Copy word for word the rows below, from the line that contains "of the green" through the end of the rows.

#### Task input

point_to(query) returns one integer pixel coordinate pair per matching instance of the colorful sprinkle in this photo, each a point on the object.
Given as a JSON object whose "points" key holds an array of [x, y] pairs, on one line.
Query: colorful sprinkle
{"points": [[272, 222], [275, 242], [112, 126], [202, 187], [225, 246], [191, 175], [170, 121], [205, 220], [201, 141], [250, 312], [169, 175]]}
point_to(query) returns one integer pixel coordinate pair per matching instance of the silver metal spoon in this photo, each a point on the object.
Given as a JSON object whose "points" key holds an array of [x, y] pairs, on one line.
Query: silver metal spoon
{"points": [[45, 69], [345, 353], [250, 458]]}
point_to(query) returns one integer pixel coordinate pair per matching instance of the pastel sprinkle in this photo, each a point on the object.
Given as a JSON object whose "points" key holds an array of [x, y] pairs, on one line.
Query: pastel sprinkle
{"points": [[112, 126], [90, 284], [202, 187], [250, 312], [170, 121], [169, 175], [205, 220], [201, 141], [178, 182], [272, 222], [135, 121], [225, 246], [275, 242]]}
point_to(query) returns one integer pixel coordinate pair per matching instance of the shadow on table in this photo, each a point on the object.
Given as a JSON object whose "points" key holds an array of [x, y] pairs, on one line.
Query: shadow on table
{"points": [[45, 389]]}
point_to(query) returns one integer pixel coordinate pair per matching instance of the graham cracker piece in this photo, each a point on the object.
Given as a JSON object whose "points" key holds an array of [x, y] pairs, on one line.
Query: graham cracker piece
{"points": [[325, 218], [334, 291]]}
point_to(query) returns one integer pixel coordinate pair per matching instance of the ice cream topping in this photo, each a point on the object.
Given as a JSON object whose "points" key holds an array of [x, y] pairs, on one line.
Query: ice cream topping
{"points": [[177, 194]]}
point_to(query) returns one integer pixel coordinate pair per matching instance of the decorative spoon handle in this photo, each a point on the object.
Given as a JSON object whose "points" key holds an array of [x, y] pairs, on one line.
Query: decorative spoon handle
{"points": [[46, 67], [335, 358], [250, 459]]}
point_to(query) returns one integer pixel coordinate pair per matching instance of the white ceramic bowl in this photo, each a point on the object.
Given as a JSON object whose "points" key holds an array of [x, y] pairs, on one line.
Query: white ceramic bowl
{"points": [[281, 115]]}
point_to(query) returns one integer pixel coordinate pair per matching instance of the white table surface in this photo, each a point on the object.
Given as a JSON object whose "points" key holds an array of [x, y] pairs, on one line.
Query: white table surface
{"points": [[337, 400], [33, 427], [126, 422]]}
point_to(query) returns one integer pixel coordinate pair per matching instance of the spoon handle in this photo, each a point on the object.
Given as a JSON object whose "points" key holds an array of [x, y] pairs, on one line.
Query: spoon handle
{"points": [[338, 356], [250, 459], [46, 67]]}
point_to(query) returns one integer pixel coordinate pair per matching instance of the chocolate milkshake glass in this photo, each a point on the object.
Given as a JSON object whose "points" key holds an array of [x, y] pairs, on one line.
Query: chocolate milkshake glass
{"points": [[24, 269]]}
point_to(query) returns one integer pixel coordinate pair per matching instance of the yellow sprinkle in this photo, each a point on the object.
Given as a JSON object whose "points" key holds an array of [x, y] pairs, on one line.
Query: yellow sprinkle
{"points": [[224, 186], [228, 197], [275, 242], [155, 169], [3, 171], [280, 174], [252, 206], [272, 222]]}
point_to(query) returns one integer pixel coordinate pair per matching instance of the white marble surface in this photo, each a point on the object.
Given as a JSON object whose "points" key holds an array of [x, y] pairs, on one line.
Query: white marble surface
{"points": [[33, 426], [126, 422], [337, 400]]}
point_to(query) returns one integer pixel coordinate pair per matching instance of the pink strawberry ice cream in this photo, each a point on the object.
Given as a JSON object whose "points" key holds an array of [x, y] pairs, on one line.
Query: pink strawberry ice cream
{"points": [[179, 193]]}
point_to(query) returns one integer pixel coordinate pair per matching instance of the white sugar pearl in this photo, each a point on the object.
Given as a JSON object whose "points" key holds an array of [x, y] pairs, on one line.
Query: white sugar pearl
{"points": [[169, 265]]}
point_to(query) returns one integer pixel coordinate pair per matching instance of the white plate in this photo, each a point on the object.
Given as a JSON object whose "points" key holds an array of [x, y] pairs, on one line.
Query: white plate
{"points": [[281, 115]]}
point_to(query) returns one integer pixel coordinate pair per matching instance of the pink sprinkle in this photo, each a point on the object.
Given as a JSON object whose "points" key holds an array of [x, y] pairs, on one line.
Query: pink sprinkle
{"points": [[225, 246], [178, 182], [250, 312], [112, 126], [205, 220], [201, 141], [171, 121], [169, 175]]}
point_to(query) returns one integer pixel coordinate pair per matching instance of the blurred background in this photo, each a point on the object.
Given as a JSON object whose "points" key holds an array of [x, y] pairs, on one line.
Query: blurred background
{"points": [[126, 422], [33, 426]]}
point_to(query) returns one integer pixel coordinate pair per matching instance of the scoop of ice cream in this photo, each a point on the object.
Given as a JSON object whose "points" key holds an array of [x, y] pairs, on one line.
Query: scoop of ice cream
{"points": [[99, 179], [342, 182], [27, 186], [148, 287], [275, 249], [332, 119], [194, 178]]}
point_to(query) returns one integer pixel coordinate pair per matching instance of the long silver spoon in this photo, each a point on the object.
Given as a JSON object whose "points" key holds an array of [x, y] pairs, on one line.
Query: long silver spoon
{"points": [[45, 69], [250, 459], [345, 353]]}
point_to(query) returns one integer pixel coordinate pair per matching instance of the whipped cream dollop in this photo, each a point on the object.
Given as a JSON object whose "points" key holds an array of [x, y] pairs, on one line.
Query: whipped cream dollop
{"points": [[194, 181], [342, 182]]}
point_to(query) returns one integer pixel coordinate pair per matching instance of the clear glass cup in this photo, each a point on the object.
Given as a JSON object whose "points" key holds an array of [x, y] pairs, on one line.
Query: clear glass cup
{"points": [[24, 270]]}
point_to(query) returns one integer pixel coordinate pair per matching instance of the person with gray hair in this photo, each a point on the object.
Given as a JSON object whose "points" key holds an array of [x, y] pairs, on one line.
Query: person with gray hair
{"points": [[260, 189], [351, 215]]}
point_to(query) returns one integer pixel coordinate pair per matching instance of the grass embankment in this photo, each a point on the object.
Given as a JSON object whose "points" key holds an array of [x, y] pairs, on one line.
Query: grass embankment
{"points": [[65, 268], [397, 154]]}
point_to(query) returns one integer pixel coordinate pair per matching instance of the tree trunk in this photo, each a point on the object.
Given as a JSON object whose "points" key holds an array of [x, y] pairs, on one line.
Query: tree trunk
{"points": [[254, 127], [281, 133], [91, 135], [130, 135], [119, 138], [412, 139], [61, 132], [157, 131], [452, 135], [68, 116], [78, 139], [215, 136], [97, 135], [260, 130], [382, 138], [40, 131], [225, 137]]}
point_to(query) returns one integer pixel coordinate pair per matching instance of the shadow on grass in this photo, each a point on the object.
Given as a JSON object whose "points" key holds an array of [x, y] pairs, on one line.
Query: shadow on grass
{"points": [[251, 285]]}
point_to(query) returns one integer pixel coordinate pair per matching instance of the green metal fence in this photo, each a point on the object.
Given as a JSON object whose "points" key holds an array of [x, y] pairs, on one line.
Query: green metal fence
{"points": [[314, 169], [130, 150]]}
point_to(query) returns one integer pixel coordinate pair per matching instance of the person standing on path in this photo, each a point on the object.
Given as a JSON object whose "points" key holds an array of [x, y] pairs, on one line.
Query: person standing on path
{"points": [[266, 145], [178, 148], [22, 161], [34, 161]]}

########

## In response
point_to(query) returns one integer pixel coordinate pair per matching instance of the green metal fence in this photo, each a point on the object.
Given as a JSON object whose "points" key holds an array of [x, y] pairs, on one line.
Query: green metal fence
{"points": [[314, 169], [130, 150]]}
point_to(query) returns one integer pixel coordinate pair per matching instance of the person standing on path in this photo, each a point on the object.
Given as a JSON object whose "points" key holds an array of [x, y] pairs, on one line.
Query: person standing on path
{"points": [[266, 145], [178, 148], [22, 161], [34, 161]]}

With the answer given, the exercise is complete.